§ Exercise description
Put the lines from the start of the listing through the line that contains "top-left (604, 204), bottom-right (788, 600)" into a numbered list, leaving out blank lines and pictures.

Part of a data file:
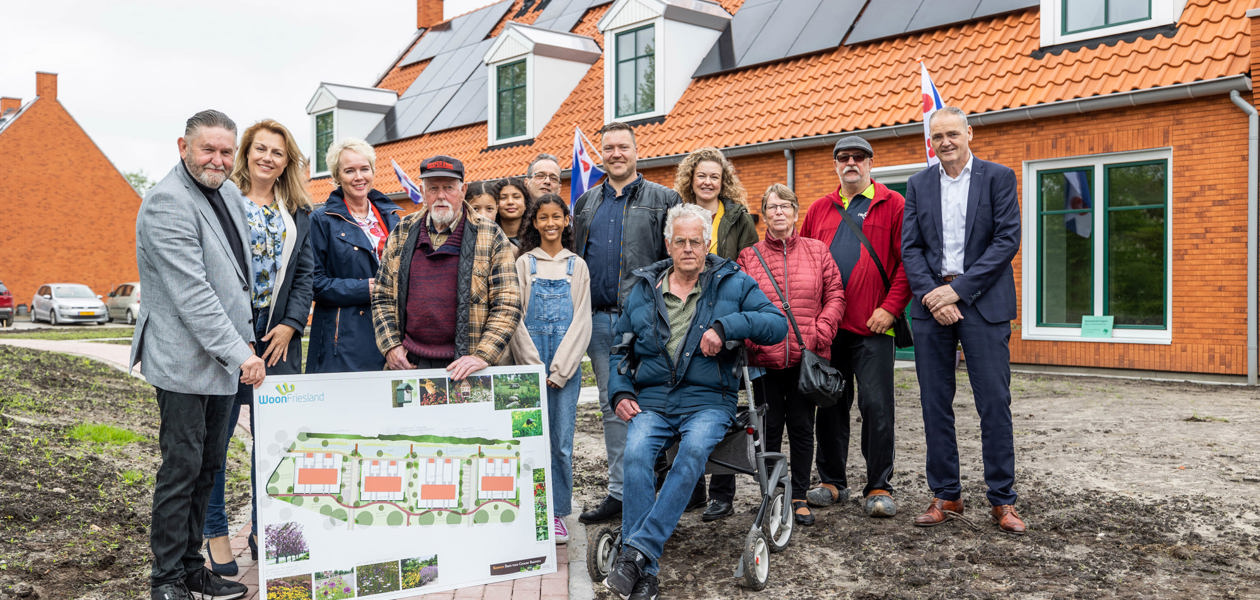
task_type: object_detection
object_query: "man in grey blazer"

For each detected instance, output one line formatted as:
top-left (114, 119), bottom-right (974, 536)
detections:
top-left (131, 110), bottom-right (266, 600)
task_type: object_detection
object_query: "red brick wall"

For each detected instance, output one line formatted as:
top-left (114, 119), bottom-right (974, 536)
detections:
top-left (0, 96), bottom-right (140, 305)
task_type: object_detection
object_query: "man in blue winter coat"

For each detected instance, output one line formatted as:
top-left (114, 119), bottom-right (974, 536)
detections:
top-left (604, 204), bottom-right (788, 600)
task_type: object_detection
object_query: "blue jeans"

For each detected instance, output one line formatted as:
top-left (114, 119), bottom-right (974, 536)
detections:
top-left (621, 408), bottom-right (731, 575)
top-left (523, 256), bottom-right (582, 517)
top-left (202, 309), bottom-right (268, 538)
top-left (586, 310), bottom-right (626, 500)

§ Complete output
1. task_type: object_detection
2. object_query: "man in grey blazer"
3. For each detected instance, output one line formatted as:
4. top-left (114, 119), bottom-right (974, 536)
5. detections:
6. top-left (131, 110), bottom-right (266, 600)
7. task_type: object_detection
8. object_query: "red brick wall"
9. For each detected instance, output one line formatted as:
10. top-left (114, 119), bottom-right (974, 536)
11. detections:
12. top-left (0, 96), bottom-right (140, 305)
13. task_type: object_detection
14. object_query: "man in blue winter coat"
15. For each detected instance, output one line formatted as:
16. top-left (114, 119), bottom-right (974, 536)
17. detections:
18. top-left (604, 204), bottom-right (788, 600)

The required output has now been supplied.